I- Le discours direct:
1. Définition:
C'est un discours rapporté tel qu'il a été prononcé réellement, ou tel qu'il est censé avoir été prononcé par des personnages fictifs. Dans un récit, l'insertion de paroles rapportées au discours direct constitue une rupture; ce n'est plus le narrateur qui parle mais un de ses personnages; les paroles rapportées au discours direct font référence à la situation d'énonciation du personnage, en aucun cas à celle du narrateur.
2. Repérages:
Le changement de locuteur est indiqué par des guillemets ou des tirets. La ponctuation reproduit le ton et l'intention du nouveau locuteur peut être précisée par la présence d'un verbe de parole ou de pensée (dire ou l'un de ses synonymes) situé avant le propos, après le propos, ou en incise à l'intérieur du propos. On appelle proposition incise la proposition qui contient ce verbe de parole (attention, le sujet y est toujours inversé).
Exemple:
« Eh bien ! ajouta-t-il, la peau de l'animal ?
Mais que t'a-t-il dit à l'oreille ?
Car il s'approchait de bien près avec sa serre.
— Il m'a dit qu'il ne faut jamais
vendre la peau de l'ours qu'on ne l'ait mis par terre. » (Jean de La Fontaine, Fables)
3. Effets:
Le discours direct rend le nouveau locuteur plus présent; il permet de le caractériser en fonction de ses dires; et il cherche à faire vrai puisqu'il veut reproduire les propos fidèlement, sans déformation.

- MATÉRIEL FOURNI
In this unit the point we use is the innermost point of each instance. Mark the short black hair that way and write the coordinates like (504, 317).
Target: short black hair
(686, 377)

- CONSIGNE A
Dans la leçon sur le discours direct, relevez toutes les positions possibles du verbe de parole ou de pensée par rapport au propos.
- CONSIGNE B
Recopiez le passage de la leçon sur le discours direct qui va de « Mais que t'a-t-il » à « fidèlement, sans déformation. ».

- CORRIGÉ A
- Avant le propos
- Après le propos
- En incise à l'intérieur du propos

- CORRIGÉ B
Mais que t'a-t-il dit à l'oreille ?
Car il s'approchait de bien près avec sa serre.
— Il m'a dit qu'il ne faut jamais
vendre la peau de l'ours qu'on ne l'ait mis par terre. » (Jean de La Fontaine, Fables)
3. Effets:
Le discours direct rend le nouveau locuteur plus présent; il permet de le caractériser en fonction de ses dires; et il cherche à faire vrai puisqu'il veut reproduire les propos fidèlement, sans déformation.